Stored entries:
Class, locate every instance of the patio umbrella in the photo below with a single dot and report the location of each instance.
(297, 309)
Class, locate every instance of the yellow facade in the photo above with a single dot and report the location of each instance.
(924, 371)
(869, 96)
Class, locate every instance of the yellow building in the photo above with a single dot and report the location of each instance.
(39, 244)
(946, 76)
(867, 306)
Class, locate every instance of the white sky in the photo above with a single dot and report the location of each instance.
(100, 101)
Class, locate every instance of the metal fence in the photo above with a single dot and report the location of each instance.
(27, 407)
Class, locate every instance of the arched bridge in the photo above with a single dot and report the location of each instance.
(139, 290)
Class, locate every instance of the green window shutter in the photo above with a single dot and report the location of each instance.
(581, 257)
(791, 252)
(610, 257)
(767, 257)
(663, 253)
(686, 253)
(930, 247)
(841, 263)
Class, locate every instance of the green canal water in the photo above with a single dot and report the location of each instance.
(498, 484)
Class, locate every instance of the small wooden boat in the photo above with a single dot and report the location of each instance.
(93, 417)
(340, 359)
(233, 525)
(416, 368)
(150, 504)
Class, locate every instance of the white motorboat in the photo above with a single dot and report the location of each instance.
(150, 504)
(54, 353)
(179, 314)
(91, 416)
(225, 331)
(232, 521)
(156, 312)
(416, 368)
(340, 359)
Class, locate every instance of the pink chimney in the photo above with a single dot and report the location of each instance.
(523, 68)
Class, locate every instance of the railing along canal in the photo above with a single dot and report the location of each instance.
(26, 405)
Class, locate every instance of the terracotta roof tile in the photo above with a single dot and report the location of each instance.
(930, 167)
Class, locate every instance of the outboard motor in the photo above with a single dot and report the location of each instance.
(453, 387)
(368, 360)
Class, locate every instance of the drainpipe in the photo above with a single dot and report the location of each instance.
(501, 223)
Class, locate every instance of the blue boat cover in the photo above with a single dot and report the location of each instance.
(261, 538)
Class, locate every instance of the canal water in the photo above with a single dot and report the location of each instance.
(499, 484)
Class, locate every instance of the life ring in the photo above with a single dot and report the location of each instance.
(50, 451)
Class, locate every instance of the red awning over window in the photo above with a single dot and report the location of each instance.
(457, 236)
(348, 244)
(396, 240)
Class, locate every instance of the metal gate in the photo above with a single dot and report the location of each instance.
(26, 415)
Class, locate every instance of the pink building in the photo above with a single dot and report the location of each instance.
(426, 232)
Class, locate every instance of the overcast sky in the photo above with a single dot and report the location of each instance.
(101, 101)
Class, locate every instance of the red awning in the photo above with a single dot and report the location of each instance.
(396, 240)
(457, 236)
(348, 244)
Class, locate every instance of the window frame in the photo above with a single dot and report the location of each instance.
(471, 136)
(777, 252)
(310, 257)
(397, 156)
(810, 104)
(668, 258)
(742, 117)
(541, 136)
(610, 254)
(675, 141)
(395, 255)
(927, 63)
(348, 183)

Given instruction: Retype the lines word for word, starting with the line that contains "Class, locate every instance of the canal" and going on through the last line of the stored entries.

Written answer:
Class, locate every instance of the canal water in the photo above with a single dot and report the location of each instance.
(499, 484)
Class, locate every instance of the life ring in the photo above with a single dot and report the location of each instance.
(50, 451)
Class, locate every instance of the red awning over window in the photo above with a single dot and report the location of each instance.
(457, 236)
(348, 244)
(396, 240)
Class, locate every instance of the metal gate in the photo above with a single dot and report the location of each instance.
(26, 415)
Class, locate every instance of the pink building in the photo above with a single dot and report the location of each instance.
(426, 232)
Class, locate every instance of the overcast sky in the photo above with a single dot and report the location of each instance.
(101, 101)
Class, locate every instance of the red awning in the photo above with a single dot and report the location of each instance.
(396, 240)
(457, 236)
(348, 244)
Class, locate every instance of the window frame in the photo above with a single dot and report the location of each instance.
(471, 136)
(777, 252)
(310, 257)
(397, 156)
(810, 104)
(668, 258)
(742, 117)
(541, 136)
(610, 254)
(675, 141)
(395, 255)
(927, 63)
(348, 183)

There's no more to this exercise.